### GIVEN EXERCISE 1
Copy word for word the part of the lecture article that opens with the words containing "In keeping with" and closes with "as global superpowers.".

### TEXT SHOWN
══════════════════════════════
International relations theorist explains motivations of great power conflicts

The Notre Dame International Security Center (NDISC) hosted John J. Mearsheimer, the R. Wendell Distinguished Service Professor of Political Science at the University of Chicago, for a lecture entitled “War and International Politics” on January 30. 

Mearsheimer, a West Point graduate of 1970, earned his PhD in political science from Cornell University in 1981. Known for his theory of offensive realism, which holds that the desire to survive motivates state behavior in an anarchic international order, Mearsheimer has recently made headlines for suggesting that the Russian invasion of Ukraine was the result of NATO aggression. 

Mearsheimer has authored several notable books in the field of international relations, including The Israel Lobby and U.S. Foreign Policy (with Stephen M. Walt) and How States Think: The Rationality of  Foreign Policy with Notre Dame political science professor Sebastian Rosato.

Often regarded as the quintessential contemporary international relations scholar, Mearsheimer’s work has pioneered the realist perspective. In addition to being a staple of virtually every international relations course, his worldview continues to shape discourse and inform foreign policy debates in both classrooms and halls of power around the world. 

Reflecting on Mearsheimer’s influence and the success of the talk, Michael Desch, the Brian and Jeannelle Brady Family Director of the Notre Dame International Security Center, told the Rover, “It was a huge success, attracting an audience of almost 200 people in person and online. It was, in my opinion, such a hit because Mearsheimer incisively described and explained the dynamics of the world today from Ukraine, through the Middle East, to China.” 

In keeping with his realist background, Mearsheimer defined three central themes at the outset of his lecture: the essence of international politics, why states go to war, and how escalation occurs in times of war. He began his remarks by describing how the world, following the end of the  period of American hegemony, has entered a multipolar moment with the rise of China and Russia as global superpowers.
══════════════════════════════
### RECORDS
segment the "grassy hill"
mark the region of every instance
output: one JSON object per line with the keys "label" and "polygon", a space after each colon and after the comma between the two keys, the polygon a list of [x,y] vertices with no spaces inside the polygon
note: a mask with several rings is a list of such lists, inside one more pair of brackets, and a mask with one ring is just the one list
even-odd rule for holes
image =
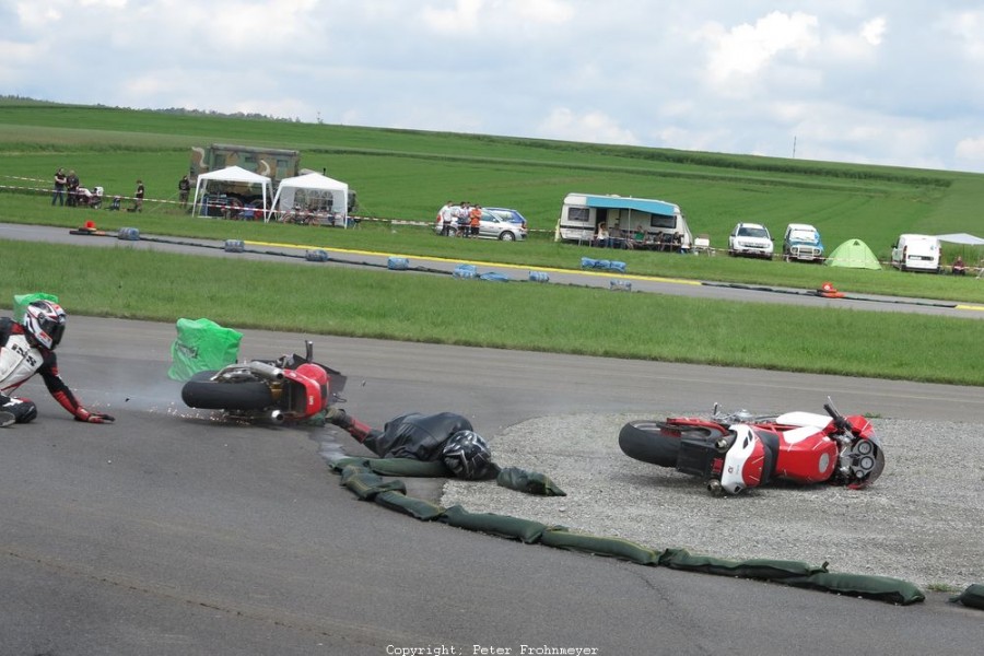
══════════════════════════════
### GIVEN EXERCISE 2
Quote every line of the listing above exactly, leaving out the pictures.

### WRITTEN SOLUTION 1
In keeping with his realist background, Mearsheimer defined three central themes at the outset of his lecture: the essence of international politics, why states go to war, and how escalation occurs in times of war. He began his remarks by describing how the world, following the end of the  period of American hegemony, has entered a multipolar moment with the rise of China and Russia as global superpowers.

### WRITTEN SOLUTION 2
segment the "grassy hill"
mark the region of every instance
output: one JSON object per line with the keys "label" and "polygon", a space after each colon and after the comma between the two keys, the polygon a list of [x,y] vertices with no spaces inside the polygon
note: a mask with several rings is a list of such lists, inside one more pair of brackets, and a mask with one ring is just the one list
even-odd rule for holes
image =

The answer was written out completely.